▶ **SHORT PROBLEM**: Repeat the listing below line for line, changing nothing.

── STORED RECORDS

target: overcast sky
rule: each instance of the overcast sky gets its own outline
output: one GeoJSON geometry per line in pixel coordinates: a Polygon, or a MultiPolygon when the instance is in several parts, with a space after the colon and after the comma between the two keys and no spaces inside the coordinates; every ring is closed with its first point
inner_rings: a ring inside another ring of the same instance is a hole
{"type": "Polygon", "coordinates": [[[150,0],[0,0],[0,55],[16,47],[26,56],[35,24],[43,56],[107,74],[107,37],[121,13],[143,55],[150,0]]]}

────

▶ **COMPLETED EXERCISE**:
target: overcast sky
rule: each instance of the overcast sky gets its own outline
output: one GeoJSON geometry per line in pixel coordinates: a Polygon, or a MultiPolygon when the instance is in several parts, with a space after the colon and after the comma between the two keys and no spaces inside the coordinates; every ring is closed with its first point
inner_rings: a ring inside another ring of the same instance is a hole
{"type": "Polygon", "coordinates": [[[150,0],[0,0],[0,55],[16,47],[26,56],[35,24],[43,56],[107,74],[107,37],[121,13],[143,55],[150,0]]]}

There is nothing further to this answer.